Rewrite the records from the line containing "Mark one point on every instance of the man's" through the end of the records, keeping every line. Multiply each coordinate in the answers by 0.75 and round to whole numbers, with halves rounded up, and leave all other text unchanged.
--------------------
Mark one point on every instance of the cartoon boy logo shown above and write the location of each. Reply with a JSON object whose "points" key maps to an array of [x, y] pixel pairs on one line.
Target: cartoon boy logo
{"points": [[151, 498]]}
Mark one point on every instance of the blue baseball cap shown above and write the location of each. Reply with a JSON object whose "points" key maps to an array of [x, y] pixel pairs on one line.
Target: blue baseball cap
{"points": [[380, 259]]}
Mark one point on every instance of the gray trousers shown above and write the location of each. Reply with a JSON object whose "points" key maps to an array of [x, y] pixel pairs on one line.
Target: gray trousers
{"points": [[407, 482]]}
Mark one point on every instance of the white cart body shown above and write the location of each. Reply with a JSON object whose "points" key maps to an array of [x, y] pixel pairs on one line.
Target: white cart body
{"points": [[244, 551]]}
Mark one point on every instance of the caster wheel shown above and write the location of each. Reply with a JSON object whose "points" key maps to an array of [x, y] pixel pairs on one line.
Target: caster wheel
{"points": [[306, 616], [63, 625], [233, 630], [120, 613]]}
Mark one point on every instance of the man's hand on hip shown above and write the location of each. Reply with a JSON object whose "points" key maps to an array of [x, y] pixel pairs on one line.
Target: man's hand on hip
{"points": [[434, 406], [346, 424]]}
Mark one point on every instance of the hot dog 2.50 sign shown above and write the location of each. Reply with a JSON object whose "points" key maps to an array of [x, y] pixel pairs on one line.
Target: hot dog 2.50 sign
--------------------
**SOLUTION FOR THIS EXERCISE:**
Mark one point on every instance of the man's hand on hip shown above and write the location of each. Reply with a JSON object whose "points" key maps to an array of [x, y] pixel pairs on one line.
Target: man's hand on hip
{"points": [[326, 305], [260, 318]]}
Mark one point on every instance of the hot dog 2.50 sign shown above and write the location of each. Reply with a JSON object whose "points" key maps to an array of [x, y] pixel pairs on one line.
Target: hot dog 2.50 sign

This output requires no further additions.